# WHAT YOU ARE ASKED TO DO
Select from the records below every line that has the word "tree" in it.

# DATA RECORDS
Content starts

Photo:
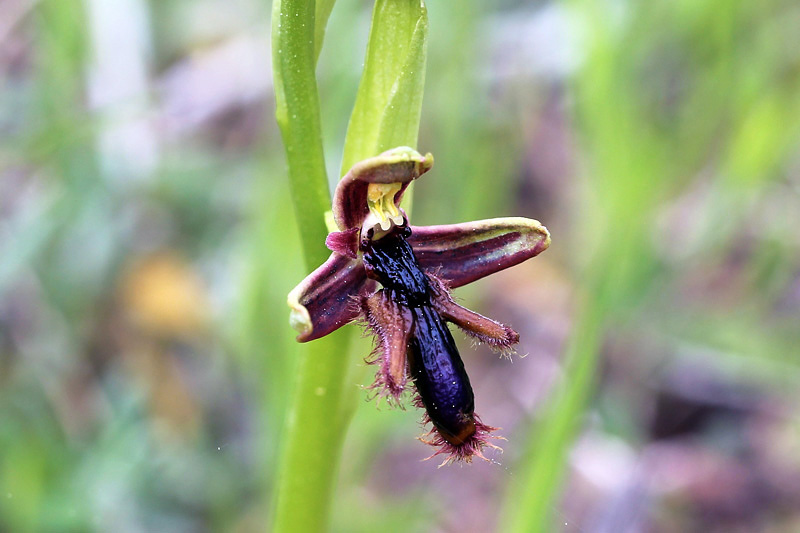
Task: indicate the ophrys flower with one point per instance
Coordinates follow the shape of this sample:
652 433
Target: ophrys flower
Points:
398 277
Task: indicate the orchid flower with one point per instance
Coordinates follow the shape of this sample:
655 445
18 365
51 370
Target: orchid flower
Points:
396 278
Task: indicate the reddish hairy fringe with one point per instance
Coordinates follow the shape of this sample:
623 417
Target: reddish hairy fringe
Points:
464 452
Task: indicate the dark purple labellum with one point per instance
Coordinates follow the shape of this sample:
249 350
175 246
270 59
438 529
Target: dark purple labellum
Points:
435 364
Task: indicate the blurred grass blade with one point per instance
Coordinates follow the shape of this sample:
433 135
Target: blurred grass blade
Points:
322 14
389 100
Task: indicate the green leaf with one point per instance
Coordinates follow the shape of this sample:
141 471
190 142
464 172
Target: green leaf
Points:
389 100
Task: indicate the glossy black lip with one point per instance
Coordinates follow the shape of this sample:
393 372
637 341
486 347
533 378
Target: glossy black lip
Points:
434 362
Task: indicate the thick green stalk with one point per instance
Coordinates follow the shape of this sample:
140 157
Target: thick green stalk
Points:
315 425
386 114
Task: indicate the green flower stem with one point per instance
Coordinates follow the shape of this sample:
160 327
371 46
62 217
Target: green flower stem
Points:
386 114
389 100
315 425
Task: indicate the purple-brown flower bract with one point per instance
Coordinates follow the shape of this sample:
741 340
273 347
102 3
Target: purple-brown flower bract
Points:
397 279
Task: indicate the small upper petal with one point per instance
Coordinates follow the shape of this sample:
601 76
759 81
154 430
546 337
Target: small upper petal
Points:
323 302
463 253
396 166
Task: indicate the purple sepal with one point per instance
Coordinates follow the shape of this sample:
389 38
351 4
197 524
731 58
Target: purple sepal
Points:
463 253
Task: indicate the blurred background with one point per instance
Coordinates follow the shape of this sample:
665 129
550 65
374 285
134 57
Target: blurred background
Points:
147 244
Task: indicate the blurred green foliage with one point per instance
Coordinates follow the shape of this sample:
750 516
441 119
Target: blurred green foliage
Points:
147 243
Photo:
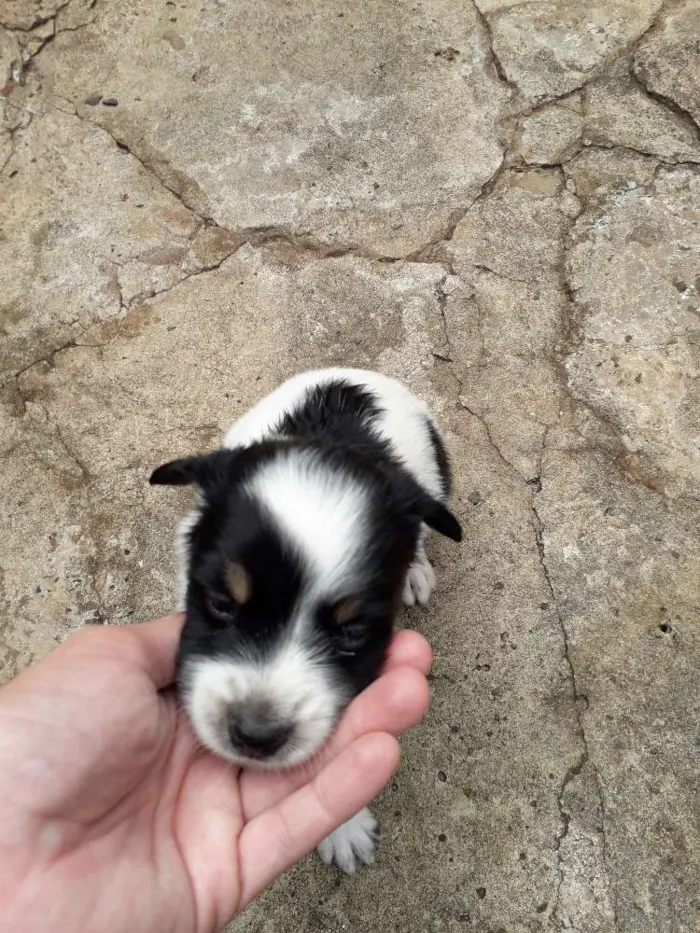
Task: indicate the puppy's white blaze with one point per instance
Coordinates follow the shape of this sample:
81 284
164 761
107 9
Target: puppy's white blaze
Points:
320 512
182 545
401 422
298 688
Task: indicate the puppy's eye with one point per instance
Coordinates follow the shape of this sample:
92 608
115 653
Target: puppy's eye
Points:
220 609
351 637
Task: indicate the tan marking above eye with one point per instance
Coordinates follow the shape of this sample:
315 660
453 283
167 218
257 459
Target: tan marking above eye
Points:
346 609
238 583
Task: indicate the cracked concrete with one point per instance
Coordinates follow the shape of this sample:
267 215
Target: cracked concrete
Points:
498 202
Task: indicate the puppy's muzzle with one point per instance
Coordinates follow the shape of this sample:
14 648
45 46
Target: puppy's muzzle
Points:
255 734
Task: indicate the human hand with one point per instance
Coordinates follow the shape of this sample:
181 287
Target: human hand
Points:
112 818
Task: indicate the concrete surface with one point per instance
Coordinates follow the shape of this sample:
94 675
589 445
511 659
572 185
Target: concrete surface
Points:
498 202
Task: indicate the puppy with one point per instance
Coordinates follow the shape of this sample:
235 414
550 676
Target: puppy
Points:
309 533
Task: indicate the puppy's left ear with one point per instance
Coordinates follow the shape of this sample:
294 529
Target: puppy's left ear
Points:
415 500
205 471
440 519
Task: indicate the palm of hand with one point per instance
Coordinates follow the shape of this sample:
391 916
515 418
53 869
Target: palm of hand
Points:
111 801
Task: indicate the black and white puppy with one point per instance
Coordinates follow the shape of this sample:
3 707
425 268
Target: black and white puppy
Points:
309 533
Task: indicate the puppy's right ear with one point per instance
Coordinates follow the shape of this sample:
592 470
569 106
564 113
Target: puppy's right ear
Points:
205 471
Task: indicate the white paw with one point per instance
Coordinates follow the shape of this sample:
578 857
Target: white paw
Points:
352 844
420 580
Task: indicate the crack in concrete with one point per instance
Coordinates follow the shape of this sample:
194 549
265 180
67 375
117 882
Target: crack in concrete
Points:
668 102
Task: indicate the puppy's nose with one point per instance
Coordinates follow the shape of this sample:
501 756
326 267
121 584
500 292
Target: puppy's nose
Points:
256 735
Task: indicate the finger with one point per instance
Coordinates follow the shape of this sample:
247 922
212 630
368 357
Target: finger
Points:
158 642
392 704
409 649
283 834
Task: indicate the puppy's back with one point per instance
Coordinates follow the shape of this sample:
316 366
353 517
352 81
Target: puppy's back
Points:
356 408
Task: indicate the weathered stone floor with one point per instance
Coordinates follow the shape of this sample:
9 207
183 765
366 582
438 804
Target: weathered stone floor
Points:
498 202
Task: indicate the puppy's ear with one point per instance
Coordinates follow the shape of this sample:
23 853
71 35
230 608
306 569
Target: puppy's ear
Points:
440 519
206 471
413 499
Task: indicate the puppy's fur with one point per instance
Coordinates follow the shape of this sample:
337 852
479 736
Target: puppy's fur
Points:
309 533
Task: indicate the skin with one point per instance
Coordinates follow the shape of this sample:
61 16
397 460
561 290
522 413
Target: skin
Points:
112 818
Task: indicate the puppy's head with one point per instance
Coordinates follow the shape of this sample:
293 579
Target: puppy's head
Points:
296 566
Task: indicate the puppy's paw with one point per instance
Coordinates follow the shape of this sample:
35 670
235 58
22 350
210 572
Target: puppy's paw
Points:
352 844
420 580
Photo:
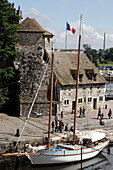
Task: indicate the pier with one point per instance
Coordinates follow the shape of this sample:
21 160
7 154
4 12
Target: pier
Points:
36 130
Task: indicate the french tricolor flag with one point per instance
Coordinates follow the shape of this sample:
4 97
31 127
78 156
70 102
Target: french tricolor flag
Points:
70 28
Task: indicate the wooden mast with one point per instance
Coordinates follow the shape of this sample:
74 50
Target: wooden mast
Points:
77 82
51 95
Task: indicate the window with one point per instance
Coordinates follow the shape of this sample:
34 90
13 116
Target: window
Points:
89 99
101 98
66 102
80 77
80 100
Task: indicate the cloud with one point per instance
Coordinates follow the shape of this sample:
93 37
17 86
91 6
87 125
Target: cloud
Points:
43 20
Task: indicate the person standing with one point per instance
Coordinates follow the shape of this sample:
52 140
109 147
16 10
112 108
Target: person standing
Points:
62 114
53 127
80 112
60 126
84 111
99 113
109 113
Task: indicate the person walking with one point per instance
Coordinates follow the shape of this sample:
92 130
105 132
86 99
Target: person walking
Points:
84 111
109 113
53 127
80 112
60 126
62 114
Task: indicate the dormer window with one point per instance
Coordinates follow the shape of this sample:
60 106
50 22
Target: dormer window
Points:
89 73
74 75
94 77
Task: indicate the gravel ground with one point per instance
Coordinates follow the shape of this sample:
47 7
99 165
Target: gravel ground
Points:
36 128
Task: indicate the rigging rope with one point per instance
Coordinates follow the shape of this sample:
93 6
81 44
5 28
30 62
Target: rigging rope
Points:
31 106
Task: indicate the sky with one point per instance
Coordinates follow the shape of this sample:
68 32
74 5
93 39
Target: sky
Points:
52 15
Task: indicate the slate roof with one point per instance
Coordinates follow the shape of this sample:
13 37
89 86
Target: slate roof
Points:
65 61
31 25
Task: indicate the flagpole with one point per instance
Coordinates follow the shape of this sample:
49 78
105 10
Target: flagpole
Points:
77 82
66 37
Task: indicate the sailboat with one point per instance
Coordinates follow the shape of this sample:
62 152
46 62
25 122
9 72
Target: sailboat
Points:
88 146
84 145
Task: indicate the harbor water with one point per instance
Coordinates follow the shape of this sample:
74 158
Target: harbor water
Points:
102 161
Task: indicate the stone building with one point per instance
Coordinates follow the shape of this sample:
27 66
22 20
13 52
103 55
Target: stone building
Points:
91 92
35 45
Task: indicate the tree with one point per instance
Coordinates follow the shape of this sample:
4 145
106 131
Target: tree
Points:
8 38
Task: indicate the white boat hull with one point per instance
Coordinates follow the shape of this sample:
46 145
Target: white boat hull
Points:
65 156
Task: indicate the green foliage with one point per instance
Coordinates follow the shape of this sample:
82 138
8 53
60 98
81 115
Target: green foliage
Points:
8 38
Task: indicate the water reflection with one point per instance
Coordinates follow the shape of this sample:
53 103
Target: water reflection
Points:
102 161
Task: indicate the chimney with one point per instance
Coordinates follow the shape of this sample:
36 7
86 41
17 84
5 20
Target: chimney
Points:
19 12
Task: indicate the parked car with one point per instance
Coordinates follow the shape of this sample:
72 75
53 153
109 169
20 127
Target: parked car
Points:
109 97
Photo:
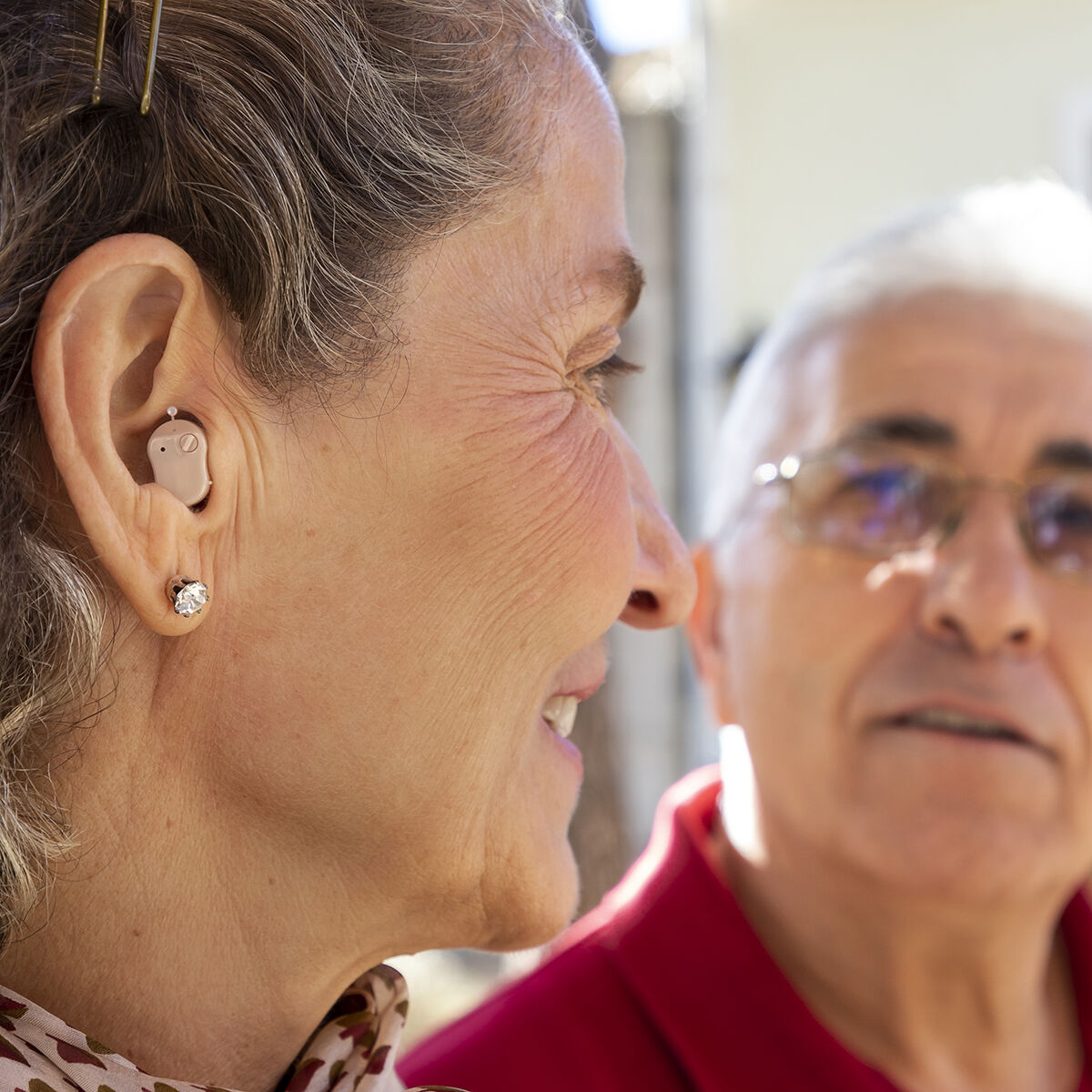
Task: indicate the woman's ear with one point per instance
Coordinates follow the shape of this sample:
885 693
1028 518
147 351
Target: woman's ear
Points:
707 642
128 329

Content ends

# SOLUTION FOR THIS EXERCISE
Task: indicate the tree with one point per instance
Target: tree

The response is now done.